Direction A :: Format the records as a JSON list of strings, one string per line with blank lines omitted, covering only the lines from the one containing "Labeling fields. Category: hatchback" through the end of the records, inclusive.

Page ::
┌──
Book Review: Witness in Death by J.D. Robb

Posted April 6, 2022 by Kathy Davie in Book Reviews / 0 Comments

Book Review: Witness in Death by J.D. Robb

I received this book for free from my own shelves in exchange for an honest review. This does not affect my opinion of the book or the content of my review.

Witness in Death by J.D. Robb
Genres: Detective, Police Procedural, Romantic Suspense
Published by Berkley on March 3, 2007
Pages: 368
Format: eBook
Source: my own shelves

Buy on Amazon|Buy on Audibles
Also by this author: Mirror, Mirror, Festive in Death, Obsession in Death, "Wonderment in Death", Down the Rabbit Hole, Devoted in Death, Brotherhood in Death, Apprentice in Death, Echoes in Death, Secrets in Death, Dark in Death, Leverage in Death, "Interlude in Death", Vendetta in Death, Golden in Death, Shadows in Death, Faithless in Death, Naked in Death, Glory in Death, Immortal in Death, Rapture in Death, Ceremony in Death, Vengeance in Death, Conspiracy in Death, Loyalty in Death, Judgment in Death, Seduction in Death, Reunion in Death

Tenth in the police procedural In Death futuristic romantic suspense series and revolving around homicide detective Lieutenant Eve Dallas, who’s married to the luscious Roarke in the winter of 2059 in New York City.

In 2001, Witness in Death was nominated for the Romance Writers of America Romantic Suspense. In 2000, it won the Romantic Times Reviewers’ Choice Award for Best Futuristic Romance and the Romance Readers Anonymous Award for Best Alternative Realities or Time Travel Romance.
└──
Direction B :: For each statement below, answer yes or no according to the book review, and quote the exact words that decide it: (i) Witness in Death was published by Berkley on March 3, 2007. (ii) The reviewer read the book in paperback. (iii) The book won the Romantic Times Reviewers' Choice Award in 2001.

Source records ::
┌──
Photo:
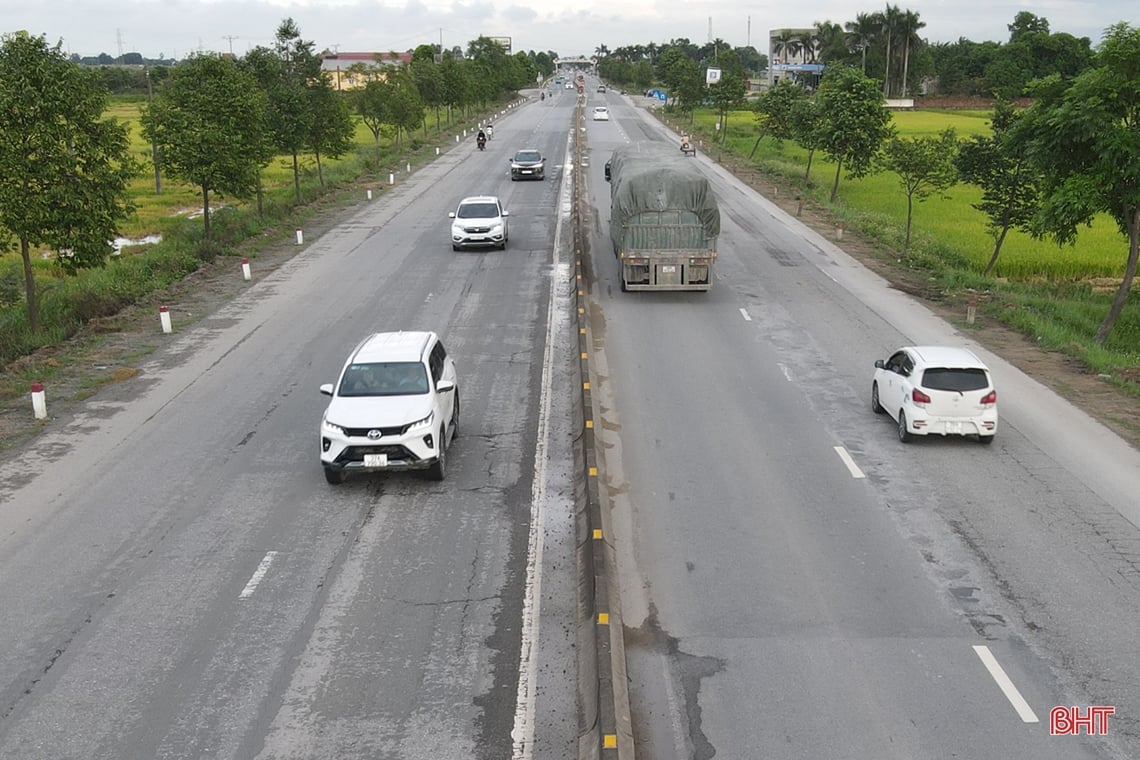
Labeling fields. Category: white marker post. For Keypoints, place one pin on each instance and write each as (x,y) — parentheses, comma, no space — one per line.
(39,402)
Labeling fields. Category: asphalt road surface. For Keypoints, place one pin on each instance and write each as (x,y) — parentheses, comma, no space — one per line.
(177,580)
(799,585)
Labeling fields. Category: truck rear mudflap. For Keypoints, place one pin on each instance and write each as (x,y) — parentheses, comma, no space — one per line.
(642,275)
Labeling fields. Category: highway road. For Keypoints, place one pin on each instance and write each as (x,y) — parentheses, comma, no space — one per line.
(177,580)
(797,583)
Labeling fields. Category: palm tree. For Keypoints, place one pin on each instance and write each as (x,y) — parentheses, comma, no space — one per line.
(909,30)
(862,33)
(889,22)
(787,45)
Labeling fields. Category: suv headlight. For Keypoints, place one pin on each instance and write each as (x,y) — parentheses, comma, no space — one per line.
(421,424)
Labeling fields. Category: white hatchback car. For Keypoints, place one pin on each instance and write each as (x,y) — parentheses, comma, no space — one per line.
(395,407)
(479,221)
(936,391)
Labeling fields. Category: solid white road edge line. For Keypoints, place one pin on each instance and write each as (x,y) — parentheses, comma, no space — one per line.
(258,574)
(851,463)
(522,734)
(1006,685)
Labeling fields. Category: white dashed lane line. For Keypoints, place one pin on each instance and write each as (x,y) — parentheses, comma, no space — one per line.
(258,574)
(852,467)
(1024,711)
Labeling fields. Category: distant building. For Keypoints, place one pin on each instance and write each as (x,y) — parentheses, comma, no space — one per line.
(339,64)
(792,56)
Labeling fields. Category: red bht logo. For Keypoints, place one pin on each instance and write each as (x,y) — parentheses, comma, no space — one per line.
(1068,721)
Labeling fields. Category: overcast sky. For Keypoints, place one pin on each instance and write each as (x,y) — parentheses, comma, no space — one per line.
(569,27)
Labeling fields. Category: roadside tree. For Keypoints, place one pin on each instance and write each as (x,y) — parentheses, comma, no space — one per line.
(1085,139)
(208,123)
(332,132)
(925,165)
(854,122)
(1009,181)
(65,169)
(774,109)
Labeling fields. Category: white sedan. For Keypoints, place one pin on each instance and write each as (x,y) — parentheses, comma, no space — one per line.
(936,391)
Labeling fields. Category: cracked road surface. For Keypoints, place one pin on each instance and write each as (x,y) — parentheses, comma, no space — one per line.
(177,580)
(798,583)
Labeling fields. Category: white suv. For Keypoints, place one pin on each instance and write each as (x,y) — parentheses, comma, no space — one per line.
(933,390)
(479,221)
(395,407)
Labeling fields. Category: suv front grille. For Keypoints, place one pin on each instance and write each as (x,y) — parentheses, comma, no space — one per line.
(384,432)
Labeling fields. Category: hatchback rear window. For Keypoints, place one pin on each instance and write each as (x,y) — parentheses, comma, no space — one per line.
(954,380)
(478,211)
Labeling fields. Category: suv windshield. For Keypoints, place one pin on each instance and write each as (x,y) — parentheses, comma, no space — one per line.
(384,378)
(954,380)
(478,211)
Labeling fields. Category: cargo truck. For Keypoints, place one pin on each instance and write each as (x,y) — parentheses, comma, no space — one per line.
└──
Worked answer A ::
[
  "Labeling fields. Category: hatchback rear window. For Keypoints, place one pin on each instance and write each as (x,y) — parentheses, comma, no space — one per line.",
  "(954,380)",
  "(478,211)",
  "Labeling fields. Category: suv windshield. For Keypoints, place one pin on each instance and write each as (x,y) — parentheses, comma, no space — one per line.",
  "(384,378)",
  "(954,380)",
  "(478,211)",
  "Labeling fields. Category: cargo truck. For Keypoints, place one pin on each instance and write each as (x,y) — parentheses, comma, no space — one per line."
]

Worked answer B ::
(i) Yes: "Published by Berkley on March 3, 2007"
(ii) No: "Format: eBook"
(iii) No: "In 2000, it won the Romantic Times Reviewers’ Choice Award for Best Futuristic Romance"